### ACTIVITY
Without changing a word, repeat the data, and include no pictures.

Records from a data source

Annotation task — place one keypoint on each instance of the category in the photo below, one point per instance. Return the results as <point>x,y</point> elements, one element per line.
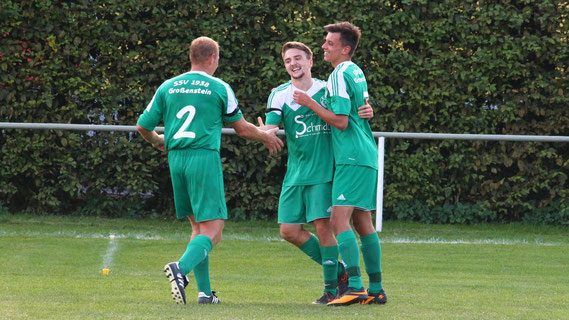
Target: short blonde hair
<point>201,49</point>
<point>297,45</point>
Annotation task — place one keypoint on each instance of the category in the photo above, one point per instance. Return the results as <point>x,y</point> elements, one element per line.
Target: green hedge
<point>497,67</point>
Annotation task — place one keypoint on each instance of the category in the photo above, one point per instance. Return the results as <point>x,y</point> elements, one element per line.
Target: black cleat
<point>178,282</point>
<point>352,296</point>
<point>326,297</point>
<point>342,280</point>
<point>377,298</point>
<point>203,299</point>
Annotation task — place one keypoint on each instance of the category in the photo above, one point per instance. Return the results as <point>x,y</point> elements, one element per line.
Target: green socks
<point>197,250</point>
<point>348,248</point>
<point>201,272</point>
<point>325,256</point>
<point>312,249</point>
<point>371,251</point>
<point>330,268</point>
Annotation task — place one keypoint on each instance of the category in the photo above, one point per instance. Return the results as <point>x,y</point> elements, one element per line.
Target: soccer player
<point>307,186</point>
<point>355,153</point>
<point>194,106</point>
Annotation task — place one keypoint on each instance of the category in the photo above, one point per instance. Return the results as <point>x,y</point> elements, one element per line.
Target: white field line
<point>108,258</point>
<point>247,237</point>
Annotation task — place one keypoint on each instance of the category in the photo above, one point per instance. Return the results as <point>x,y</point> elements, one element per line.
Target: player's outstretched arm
<point>263,126</point>
<point>249,131</point>
<point>338,121</point>
<point>365,111</point>
<point>157,140</point>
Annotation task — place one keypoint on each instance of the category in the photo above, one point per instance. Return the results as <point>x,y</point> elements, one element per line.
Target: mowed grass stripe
<point>273,280</point>
<point>59,277</point>
<point>246,237</point>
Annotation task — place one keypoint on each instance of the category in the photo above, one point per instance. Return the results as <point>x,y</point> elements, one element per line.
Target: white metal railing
<point>380,143</point>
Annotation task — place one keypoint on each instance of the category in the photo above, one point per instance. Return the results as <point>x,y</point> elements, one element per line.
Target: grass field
<point>51,269</point>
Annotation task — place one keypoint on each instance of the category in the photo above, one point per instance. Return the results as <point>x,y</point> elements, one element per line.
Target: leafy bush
<point>432,66</point>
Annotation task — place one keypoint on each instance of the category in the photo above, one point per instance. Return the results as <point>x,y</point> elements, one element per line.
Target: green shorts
<point>355,186</point>
<point>197,181</point>
<point>302,204</point>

### REPLY TO THE TASK
Annotation task — place one keypoint on each instance of the category in the photo below, one point per instance. Return the results as <point>x,y</point> elements, one element per line.
Target: short blonde hair
<point>201,49</point>
<point>297,45</point>
Annotation task — place one keypoint on each instance of the category in the photo above, one point per instance. Return the results as <point>x,y</point> elements, one element per line.
Target: green hedge
<point>497,67</point>
Annotation task — place one keypoint on each instance of the category in the photo above, one point per instance. Return the results as <point>x,y</point> elements, one element per line.
Target: black cleat
<point>178,282</point>
<point>352,296</point>
<point>326,297</point>
<point>342,280</point>
<point>377,298</point>
<point>203,299</point>
Annotation task — place one keypoint on each instance of the category in the photo above, one point per instance. Return the results as <point>x,y</point> elements, one element per line.
Target: green socks
<point>197,250</point>
<point>348,248</point>
<point>201,272</point>
<point>325,256</point>
<point>312,249</point>
<point>371,251</point>
<point>330,268</point>
Annotation task — place one keypoint on each instance of the category in the photo above, one point per instance. Return the results as <point>x,y</point> elements, one element per line.
Target: soccer player
<point>307,186</point>
<point>355,153</point>
<point>194,106</point>
Annotation task — place one keypoint on each instance of the category in the photo above, one point per instance. Return the results as <point>x,y</point> elements, one element per line.
Target: white field line
<point>108,258</point>
<point>247,237</point>
Annotation task — place one keypoint on each instance of the category in the photo above, one point per instance. Return the results as <point>x,y</point> elements, one element per line.
Target: player's outstretched arm
<point>263,126</point>
<point>249,131</point>
<point>338,121</point>
<point>365,111</point>
<point>157,140</point>
Annotation task — place one keypoint on each instance of the category in the photo above, one point per instance. Return the results as <point>x,y</point> elements, one element per line.
Target: mowed grass stripe
<point>273,280</point>
<point>59,277</point>
<point>246,237</point>
Annotation task — place one keypoint on each instance of the category in the photo above, one point per instance. Return the results as <point>x,y</point> elements, one element per line.
Target: white metal railing
<point>380,143</point>
Annotation task — place one keypoint on each instance of the category in the photo above, one point per instance. Return the results as <point>x,y</point> elements, one element per line.
Target: grass field
<point>51,269</point>
Annotation task — place one keypoint on each instance of the category in the photo above, one point per instance. Return the results as <point>x,y</point> elements, one element per line.
Target: leafy bush
<point>432,66</point>
Annotation task — place one keypoint on each instance of the category in the photo above, one point per instance. Return the results as <point>x,y</point> elements, one element per line.
Target: green shorts
<point>355,186</point>
<point>197,181</point>
<point>302,204</point>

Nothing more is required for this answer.